Your instructions: In the entries below, every line that contains "decal" must be located and copied.

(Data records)

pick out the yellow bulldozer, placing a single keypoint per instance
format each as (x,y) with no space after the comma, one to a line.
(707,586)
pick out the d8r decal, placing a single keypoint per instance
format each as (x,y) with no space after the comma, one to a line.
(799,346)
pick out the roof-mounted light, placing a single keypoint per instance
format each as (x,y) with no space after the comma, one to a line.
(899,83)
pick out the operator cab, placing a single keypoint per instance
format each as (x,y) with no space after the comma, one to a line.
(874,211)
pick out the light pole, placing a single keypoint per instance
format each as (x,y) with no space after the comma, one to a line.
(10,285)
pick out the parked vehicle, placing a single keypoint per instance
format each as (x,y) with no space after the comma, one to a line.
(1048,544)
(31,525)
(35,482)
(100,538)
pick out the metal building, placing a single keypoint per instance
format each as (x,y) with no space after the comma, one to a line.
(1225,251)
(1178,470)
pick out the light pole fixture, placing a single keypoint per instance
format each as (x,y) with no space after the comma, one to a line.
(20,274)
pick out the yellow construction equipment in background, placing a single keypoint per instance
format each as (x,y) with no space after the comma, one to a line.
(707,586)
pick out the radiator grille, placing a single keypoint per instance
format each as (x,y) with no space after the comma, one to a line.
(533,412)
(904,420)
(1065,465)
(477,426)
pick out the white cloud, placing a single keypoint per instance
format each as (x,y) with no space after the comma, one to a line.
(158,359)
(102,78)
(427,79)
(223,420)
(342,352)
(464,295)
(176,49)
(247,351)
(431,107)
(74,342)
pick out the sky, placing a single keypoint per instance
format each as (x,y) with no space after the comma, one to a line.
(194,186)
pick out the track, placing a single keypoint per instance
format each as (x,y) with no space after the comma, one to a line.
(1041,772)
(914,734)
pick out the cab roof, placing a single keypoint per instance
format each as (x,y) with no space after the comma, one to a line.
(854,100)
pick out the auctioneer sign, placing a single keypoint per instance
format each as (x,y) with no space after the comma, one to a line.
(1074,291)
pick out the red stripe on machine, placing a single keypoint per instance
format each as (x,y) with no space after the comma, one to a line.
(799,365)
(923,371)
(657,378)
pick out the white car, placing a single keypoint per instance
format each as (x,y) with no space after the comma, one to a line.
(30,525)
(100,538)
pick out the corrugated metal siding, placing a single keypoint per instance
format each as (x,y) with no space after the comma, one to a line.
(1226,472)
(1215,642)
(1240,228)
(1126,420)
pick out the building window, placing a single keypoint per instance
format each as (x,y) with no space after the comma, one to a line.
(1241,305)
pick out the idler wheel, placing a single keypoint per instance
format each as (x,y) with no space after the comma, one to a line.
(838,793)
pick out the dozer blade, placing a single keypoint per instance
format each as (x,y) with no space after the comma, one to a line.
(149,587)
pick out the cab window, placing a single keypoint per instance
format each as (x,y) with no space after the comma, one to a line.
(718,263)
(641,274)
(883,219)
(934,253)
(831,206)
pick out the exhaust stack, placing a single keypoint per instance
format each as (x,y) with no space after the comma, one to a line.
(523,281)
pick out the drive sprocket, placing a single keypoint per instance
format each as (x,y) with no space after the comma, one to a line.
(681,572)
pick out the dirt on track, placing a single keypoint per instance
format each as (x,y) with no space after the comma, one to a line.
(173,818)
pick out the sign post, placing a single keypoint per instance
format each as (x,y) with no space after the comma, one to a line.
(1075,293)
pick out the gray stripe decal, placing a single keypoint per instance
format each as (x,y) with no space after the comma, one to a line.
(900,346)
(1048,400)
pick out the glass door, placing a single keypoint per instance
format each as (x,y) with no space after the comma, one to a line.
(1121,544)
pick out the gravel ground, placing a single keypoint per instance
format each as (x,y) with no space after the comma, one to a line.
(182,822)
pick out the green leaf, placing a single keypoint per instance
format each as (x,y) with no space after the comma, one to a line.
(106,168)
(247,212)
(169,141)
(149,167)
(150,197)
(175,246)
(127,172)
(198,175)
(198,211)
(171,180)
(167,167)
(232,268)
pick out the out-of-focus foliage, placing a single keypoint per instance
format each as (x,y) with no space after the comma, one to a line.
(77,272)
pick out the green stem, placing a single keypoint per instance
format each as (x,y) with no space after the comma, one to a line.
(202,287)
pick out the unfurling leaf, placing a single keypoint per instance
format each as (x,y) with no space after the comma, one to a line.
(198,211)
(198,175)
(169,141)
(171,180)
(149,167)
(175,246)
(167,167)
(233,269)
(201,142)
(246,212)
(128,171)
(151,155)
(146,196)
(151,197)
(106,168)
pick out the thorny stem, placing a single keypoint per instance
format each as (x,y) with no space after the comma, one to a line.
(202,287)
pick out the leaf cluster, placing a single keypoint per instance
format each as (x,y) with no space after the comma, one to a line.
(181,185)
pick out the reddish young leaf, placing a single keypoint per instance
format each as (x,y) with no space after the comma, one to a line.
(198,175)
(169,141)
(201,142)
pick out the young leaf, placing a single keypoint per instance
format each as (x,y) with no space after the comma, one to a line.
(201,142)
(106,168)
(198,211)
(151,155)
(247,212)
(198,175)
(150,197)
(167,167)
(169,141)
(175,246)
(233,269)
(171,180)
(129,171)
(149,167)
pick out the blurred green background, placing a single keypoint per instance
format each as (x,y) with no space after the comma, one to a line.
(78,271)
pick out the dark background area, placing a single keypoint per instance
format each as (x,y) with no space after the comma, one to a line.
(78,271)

Answer:
pick out the d8r decal, placing a single keypoint per instance
pick out the gray stripe decal, placing a single keypoint per instance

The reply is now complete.